提示された文章:

今回は、オンプレミス AD フォレストの移行を検討されている方々に向けて、既存の AD フォレストと同期している Azure AD ユーザーを新しい AD フォレストに紐付け替える方法についてご紹介したいと思います。
既存の AD フォレスト contoso.local は既に Azure AD と同期しています。
この図では一つのドメインにしていますが、マルチフォレスト環境の場合、contoso.local や abc.local など複数の AD フォレストがオンプレミスに存在している場合があります。
そのようなマルチフォレスト環境で、会社間の合併などにより複数のドメインを contoso.com などの一つのドメインに統合する、といったような移行作業では、ここでご紹介する “ハードマッチ” と呼ばれる同期の方法をご利用いただくことをお勧めしています。
上図をご覧いただくと気づくかと思いますが、オンプレミス側のユーザーはフォレスト移行に伴い、別のフォレストの別のユーザーに切り替わります。しかし、Azure AD 側のユーザーは同一のユーザーのままです。

課題 A: AD フォレスト移行に関する文章にある「既存の AD フォレスト contoso.local は既に Azure AD と同期しています。」という一文を英語に翻訳してください。

入力レコード:
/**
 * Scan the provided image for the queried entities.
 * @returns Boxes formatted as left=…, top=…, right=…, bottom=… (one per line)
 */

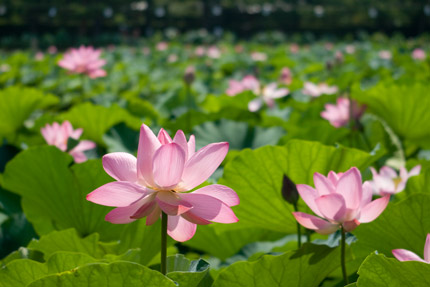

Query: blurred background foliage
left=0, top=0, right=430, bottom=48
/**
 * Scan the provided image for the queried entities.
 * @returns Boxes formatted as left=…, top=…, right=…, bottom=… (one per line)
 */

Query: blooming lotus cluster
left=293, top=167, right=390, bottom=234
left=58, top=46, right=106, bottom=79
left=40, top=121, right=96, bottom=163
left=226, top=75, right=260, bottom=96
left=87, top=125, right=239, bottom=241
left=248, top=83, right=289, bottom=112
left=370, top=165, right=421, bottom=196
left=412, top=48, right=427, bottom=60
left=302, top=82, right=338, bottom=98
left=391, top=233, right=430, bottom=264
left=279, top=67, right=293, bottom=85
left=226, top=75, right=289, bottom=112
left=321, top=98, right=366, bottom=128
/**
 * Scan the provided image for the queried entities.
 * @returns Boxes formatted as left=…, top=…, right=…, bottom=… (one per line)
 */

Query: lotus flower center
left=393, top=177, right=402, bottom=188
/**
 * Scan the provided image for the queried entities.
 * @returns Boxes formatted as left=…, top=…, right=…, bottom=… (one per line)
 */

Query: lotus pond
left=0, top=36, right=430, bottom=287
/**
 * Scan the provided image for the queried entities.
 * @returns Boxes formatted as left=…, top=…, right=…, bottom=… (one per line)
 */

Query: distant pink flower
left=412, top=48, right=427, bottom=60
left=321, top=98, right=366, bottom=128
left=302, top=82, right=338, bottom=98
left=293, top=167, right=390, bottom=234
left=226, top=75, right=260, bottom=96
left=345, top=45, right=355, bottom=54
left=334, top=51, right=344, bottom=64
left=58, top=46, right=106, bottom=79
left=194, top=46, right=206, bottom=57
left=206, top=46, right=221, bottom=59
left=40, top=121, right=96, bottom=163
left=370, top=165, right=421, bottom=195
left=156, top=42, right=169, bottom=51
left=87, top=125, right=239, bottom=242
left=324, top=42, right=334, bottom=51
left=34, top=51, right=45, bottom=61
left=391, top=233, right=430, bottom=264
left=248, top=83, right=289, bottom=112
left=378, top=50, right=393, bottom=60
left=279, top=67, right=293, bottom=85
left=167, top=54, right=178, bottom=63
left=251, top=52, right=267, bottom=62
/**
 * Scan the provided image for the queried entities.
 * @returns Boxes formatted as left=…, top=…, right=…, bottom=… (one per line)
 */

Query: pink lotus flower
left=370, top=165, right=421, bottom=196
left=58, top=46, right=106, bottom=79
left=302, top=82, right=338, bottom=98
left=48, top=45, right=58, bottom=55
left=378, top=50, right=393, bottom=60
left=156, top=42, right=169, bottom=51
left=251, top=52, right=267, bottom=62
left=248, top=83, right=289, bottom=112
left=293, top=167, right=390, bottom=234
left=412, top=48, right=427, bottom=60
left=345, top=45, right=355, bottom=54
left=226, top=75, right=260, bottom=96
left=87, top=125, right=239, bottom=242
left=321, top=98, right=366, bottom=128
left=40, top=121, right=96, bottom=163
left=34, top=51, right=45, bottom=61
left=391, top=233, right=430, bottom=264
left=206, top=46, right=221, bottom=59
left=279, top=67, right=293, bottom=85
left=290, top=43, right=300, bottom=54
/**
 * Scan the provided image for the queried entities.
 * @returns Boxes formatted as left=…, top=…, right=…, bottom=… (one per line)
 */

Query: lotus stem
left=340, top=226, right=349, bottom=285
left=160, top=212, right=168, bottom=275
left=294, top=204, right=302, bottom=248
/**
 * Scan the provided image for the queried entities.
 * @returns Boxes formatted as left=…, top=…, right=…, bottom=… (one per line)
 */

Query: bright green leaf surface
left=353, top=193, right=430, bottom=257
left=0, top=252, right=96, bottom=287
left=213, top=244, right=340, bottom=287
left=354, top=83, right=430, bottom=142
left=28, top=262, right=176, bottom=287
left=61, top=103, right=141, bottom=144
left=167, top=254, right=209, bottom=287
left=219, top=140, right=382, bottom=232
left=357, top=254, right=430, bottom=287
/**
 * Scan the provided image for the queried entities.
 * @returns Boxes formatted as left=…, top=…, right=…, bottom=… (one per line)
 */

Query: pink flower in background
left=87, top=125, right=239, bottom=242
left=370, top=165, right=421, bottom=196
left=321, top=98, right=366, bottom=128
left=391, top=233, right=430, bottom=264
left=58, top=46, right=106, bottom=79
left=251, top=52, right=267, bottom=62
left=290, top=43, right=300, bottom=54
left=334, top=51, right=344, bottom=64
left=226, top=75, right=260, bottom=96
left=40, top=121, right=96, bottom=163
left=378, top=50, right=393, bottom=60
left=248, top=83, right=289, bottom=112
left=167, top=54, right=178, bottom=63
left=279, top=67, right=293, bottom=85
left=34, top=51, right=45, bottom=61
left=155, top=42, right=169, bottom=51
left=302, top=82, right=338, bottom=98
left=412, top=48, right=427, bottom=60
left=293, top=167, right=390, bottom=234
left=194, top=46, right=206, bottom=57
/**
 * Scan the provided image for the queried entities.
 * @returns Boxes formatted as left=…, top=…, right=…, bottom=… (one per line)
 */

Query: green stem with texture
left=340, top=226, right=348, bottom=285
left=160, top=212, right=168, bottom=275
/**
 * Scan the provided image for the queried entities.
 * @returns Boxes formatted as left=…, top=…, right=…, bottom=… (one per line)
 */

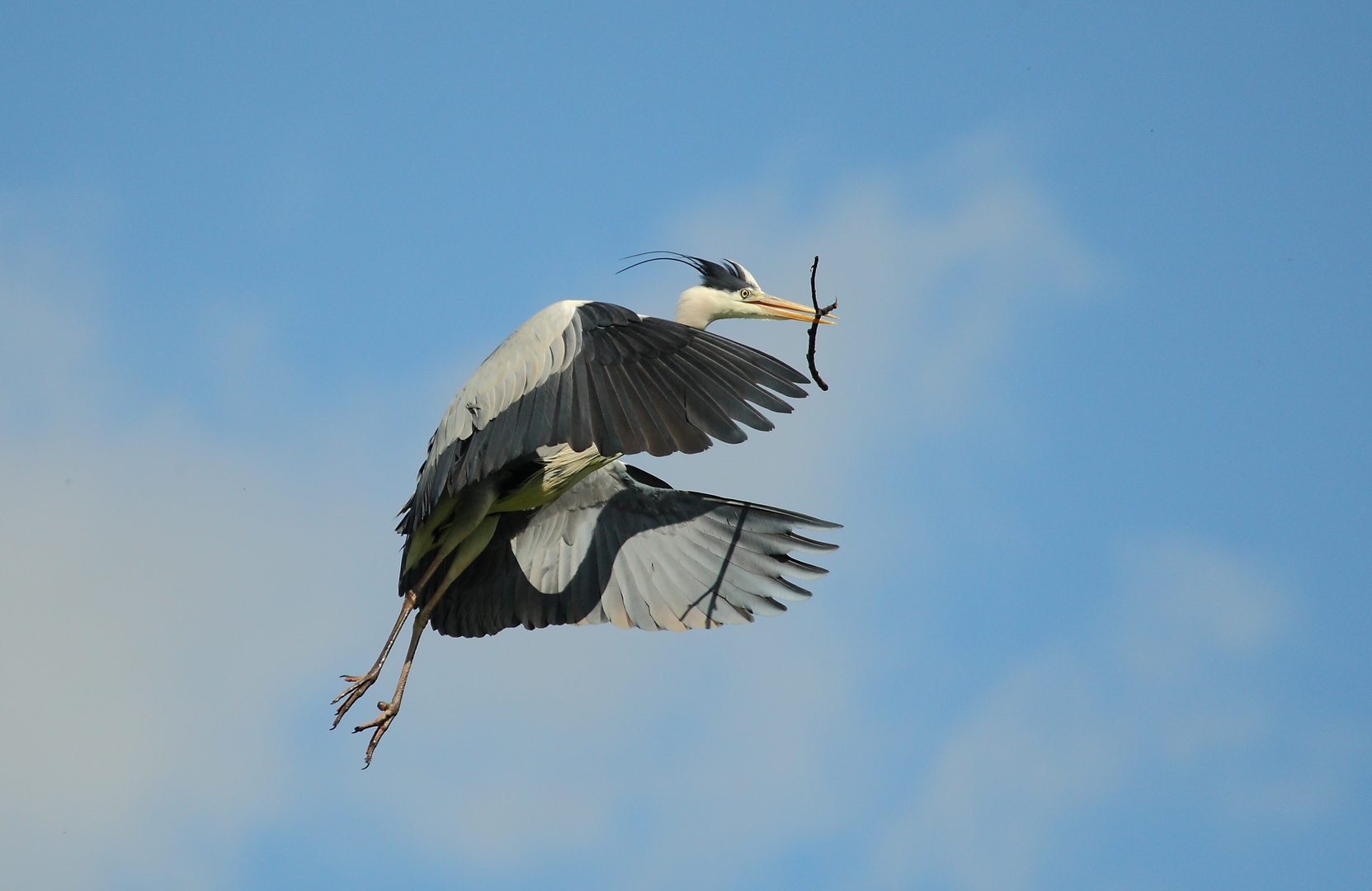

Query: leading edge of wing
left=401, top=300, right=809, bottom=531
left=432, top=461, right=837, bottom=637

---

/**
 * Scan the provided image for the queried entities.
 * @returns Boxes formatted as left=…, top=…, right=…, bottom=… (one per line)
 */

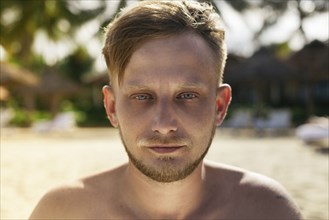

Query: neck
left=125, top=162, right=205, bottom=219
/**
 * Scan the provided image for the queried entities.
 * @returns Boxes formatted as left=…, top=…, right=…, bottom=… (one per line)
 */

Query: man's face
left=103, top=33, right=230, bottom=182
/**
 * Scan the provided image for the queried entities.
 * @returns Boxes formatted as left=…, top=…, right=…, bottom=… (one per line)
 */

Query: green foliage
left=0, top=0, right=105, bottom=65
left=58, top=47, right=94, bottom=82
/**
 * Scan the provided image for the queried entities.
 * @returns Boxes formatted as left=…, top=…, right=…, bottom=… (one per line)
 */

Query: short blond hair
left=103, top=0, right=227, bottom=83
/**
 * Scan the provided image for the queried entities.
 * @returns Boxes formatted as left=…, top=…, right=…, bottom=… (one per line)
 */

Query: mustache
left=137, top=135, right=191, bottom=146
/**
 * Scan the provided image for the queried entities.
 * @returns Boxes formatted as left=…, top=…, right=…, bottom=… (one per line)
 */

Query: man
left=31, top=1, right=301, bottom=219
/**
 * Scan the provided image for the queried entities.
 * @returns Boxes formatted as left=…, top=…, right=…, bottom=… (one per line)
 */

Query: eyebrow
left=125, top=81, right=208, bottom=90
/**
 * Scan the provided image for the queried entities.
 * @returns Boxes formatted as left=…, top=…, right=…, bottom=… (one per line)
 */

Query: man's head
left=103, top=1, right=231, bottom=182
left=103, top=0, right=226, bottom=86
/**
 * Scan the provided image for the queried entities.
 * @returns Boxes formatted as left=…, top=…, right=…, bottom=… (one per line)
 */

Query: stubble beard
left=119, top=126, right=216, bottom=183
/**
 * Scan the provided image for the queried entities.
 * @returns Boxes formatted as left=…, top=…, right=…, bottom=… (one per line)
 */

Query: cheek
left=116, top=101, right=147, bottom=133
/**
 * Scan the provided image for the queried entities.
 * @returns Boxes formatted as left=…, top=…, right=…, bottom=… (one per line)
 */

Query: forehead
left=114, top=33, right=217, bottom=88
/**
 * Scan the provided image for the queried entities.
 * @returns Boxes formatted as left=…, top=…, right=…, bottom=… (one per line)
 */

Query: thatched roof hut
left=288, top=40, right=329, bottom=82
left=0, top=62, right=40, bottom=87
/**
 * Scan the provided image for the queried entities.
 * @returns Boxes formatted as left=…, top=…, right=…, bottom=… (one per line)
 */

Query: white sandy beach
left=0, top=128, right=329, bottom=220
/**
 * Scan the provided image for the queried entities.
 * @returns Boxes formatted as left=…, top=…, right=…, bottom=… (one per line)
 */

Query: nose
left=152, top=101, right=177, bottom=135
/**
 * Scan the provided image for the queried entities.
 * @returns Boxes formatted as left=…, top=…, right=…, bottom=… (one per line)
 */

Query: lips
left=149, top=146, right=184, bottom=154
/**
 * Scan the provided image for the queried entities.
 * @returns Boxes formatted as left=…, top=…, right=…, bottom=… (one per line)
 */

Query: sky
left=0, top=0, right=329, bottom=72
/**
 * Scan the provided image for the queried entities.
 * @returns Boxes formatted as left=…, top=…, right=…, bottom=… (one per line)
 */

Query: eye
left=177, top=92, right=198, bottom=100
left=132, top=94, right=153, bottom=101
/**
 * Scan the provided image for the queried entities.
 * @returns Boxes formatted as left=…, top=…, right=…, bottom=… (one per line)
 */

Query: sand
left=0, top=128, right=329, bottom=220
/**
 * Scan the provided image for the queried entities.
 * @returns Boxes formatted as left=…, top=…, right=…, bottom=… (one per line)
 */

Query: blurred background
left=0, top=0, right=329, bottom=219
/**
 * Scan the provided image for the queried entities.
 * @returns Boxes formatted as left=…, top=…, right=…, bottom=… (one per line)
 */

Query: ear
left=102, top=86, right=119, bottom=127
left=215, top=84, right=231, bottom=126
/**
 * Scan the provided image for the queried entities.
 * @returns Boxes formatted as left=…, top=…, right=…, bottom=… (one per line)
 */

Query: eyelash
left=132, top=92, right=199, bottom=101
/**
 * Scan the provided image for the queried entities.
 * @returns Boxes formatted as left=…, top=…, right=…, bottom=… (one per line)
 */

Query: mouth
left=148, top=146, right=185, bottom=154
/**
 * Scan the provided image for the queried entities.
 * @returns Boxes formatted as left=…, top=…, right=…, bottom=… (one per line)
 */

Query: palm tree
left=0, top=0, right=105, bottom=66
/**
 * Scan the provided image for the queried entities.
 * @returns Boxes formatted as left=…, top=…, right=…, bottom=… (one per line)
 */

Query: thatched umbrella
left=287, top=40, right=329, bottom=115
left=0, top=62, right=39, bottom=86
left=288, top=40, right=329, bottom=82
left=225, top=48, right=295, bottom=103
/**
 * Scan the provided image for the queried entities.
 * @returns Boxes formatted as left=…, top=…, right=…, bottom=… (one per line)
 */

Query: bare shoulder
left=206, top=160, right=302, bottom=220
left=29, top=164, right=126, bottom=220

課題 B: レコードの中から「stem」という語を含む行をすべて列挙してください。

正解 A: The existing AD forest contoso.local is already synchronized with Azure AD.

正解 B:
Query: lotus stem
Query: green stem with texture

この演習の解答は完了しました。